Текстовый блок:

-------

4. Shapin. A Social History of Truth (1994). Шейпин защищает «либеральный», а не «ограничительный» подход к истине (4). Такой подход допускает утверждение, что чеснок лишает магнит его свойств – или лишал в прошлом (для Плиния, Альберта Великого, ван Гельмонта и т. д.). В этом случае утверждение, что чеснок не лишает магнит его свойств, становится просто альтернативной истиной, а не открытием; экспериментальный метод – просто одним из способов установления истины, но не надежным способом, а политика систематизированной подозрительности Бойля – новым способом доверять другим.
Шейпин также защищает «методологическое отношение к благотворительности» (4). В «Левиафане и воздушном насосе» они с Шаффером пишут, что вслед за Геллнером предложат «благотворительную интерпретацию» Гоббса, и цитируют статью Геллнера, которая вышла в 1962 г., а также ссылки на нее Гарри Коллинза (о нем см. ниже). Фактически Коллинз прямо заявлял, что не согласен с Геллнером (Collins. Son of Seven Sexes, 1981. n. 15), поскольку статья Геллнера, по его собственным словам, была «заявлением против благотворительности» (Gellner. Concepts and Society. 1970. 48). Он заявляет, что «излишнее потакание контекстуальной благотворительности не дает нам видеть лучшее и худшее в жизни общества. Оно мешает увидеть возможность, что социальные перемены могут происходить путем замены неподходящей доктрины или этики на лучшую… Точно так же оно не дает нам увидеть использование абсурдных, неоднозначных, нелогичных и непонятных доктрин». Именно моя книга, а не «Левиафан и воздушный насос», защищает точку зрения Геллнера. И действительно, Геллнер в точности повторяет мой главный аргумент: «В последние несколько столетий наблюдался переход от социальных к чисто когнитивным концепциям: это обычно называют научной революцией. Витгенштейнианство делает невозможным задавать вопросы об этом событии, поскольку в его терминах ничего подобного произойти не может и такие вопросы бессмысленны» (Gellner. Relativism and the Social Sciences. 1985. 185). Не удивительно, что Шейпин настаивает: «Не было никакой научной революции!» (Shapin. The Scientific Revolution, 1996. 1).
Следует подчеркнуть, что те, кто пытался построить новую науку, прекрасно сознавали, что можно твердить о желании создать социологию знаний, за которым скрывается желание убежать от мира, где знания полностью социально детерминированы: ср. Бэкон об идолах (Bacon. Instauratio magna, 1620. 53–80. Book 1, §§ 23–68) = Bacon. Works, 1857. Vol. 4. 51–69) и Glanvill. The Vanity of Dogmatizing, 1661, особ. 125–135, 194, 195. Обзор работы Shapin. A Social History of Truth см. в: Feingold. When Facts Matter (1996) и Schuster & Taylor. Blind Trust (1997).

-------

Фрагменты набора данных с разметкой местоположений:
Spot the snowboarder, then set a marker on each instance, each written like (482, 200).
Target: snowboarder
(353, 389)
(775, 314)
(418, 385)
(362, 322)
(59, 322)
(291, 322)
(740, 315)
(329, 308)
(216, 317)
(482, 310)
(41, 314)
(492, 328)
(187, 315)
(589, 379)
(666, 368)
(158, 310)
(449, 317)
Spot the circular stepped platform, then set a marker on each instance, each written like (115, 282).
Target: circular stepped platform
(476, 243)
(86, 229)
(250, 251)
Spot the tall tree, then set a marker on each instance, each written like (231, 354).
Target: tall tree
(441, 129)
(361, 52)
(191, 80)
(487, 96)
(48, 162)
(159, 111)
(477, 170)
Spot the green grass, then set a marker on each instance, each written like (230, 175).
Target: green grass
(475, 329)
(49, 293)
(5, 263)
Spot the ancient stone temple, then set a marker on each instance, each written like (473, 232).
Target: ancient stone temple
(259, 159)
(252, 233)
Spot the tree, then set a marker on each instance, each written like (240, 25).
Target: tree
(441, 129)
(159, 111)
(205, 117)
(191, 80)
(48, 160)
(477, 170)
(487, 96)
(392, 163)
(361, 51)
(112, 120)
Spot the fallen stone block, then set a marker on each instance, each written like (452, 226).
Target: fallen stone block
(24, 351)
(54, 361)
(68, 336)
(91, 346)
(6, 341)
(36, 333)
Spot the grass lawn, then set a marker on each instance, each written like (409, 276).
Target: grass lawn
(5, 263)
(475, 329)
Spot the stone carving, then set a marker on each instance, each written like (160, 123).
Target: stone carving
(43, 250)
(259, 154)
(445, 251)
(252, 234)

-------

Список заданий:
1/ Ответьте на вопросы по тексту о Шейпине:
(а) Какой подход к истине защищает Шейпин?
(б) В каком году вышла статья Геллнера, которую цитируют Шейпин и Шаффер?
(в) В каких двух работах можно найти обзор книги A Social History of Truth?
2/ Верны ли эти утверждения по тексту о Шейпине? На каждое ответьте «да» или «нет» и приведите точную цитату, которая это решает.
(а) Коллинз соглашался с Геллнером.
(б) Шейпин утверждает, что научной революции не было.
(в) Шейпин писал вместе с Шаффером.

Ответы по заданиям:
1/
(а) «Либеральный», а не «ограничительный».
(б) В 1962 году.
(в) Feingold. When Facts Matter (1996) и Schuster & Taylor. Blind Trust (1997).

2/
(а) Нет: «Коллинз прямо заявлял, что не согласен с Геллнером».
(б) Да: «Не было никакой научной революции!»
(в) Да: «они с Шаффером пишут».